## START

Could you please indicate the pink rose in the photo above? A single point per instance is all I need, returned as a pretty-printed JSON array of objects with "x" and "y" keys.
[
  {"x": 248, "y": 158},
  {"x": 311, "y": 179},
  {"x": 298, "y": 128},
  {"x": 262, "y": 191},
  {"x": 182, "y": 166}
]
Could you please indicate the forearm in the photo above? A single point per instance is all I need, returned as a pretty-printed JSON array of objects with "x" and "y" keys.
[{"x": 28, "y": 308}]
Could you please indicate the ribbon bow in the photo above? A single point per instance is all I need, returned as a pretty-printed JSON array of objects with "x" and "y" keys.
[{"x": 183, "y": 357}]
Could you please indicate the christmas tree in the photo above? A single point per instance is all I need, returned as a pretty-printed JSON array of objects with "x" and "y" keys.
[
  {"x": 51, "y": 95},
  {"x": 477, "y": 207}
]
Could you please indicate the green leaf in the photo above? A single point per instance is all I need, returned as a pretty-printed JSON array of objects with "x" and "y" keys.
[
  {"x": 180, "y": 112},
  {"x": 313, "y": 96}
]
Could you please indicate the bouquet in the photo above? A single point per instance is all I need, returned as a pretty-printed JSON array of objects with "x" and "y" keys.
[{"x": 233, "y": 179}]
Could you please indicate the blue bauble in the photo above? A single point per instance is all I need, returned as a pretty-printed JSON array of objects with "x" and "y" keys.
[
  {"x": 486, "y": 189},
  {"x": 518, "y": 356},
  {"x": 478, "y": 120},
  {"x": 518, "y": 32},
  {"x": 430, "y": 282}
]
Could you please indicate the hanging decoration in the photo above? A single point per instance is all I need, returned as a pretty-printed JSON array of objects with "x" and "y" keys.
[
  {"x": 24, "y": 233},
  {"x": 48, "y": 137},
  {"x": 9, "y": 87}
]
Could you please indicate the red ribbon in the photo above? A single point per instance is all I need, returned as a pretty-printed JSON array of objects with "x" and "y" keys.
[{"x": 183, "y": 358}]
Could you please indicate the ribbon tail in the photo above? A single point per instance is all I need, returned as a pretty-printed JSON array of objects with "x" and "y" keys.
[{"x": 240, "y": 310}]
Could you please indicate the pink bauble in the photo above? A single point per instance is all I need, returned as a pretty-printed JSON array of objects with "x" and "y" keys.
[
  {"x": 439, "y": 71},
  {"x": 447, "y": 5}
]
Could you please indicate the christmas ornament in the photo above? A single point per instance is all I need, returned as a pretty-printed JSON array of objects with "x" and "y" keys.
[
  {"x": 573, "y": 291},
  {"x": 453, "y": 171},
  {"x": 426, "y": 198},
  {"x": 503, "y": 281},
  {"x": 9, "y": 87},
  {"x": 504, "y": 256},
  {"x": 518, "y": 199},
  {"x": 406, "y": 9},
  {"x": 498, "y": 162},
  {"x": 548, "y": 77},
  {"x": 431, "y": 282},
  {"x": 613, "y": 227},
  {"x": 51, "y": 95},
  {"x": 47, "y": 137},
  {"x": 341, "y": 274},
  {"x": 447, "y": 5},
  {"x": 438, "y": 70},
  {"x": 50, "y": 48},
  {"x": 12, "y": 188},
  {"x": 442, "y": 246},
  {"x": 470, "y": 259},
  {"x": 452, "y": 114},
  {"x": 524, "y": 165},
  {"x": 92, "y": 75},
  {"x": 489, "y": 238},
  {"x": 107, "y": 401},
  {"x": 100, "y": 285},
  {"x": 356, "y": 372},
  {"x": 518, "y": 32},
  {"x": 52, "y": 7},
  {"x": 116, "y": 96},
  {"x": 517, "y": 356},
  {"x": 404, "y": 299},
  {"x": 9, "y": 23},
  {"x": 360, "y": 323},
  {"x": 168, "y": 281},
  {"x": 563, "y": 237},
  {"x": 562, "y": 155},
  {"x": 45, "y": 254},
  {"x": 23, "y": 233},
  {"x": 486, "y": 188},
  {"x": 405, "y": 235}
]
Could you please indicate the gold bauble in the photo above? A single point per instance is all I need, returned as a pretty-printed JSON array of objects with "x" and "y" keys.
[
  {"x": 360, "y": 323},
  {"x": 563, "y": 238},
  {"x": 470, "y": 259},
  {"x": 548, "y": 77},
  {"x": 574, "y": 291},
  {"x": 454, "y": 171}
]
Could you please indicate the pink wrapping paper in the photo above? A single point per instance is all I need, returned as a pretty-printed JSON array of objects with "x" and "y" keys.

## END

## WHAT NEEDS TO BE DONE
Through the last line of the entries above, beginning at the line containing "Could you please indicate the gold", transcribe each line exactly, both ends included and nothing more.

## WORKED ANSWER
Could you please indicate the gold bauble in the photo above? A single point per instance is all I need, returned as a pretty-printed JSON array of objects with "x" and "y" keys.
[
  {"x": 360, "y": 323},
  {"x": 563, "y": 238},
  {"x": 470, "y": 259},
  {"x": 548, "y": 77},
  {"x": 574, "y": 291},
  {"x": 454, "y": 171}
]
Could you please indicate the pink wrapping paper in the photo above? A single point per instance is all I need, returned as a pretty-printed JSON array of objects with "x" and "y" keys.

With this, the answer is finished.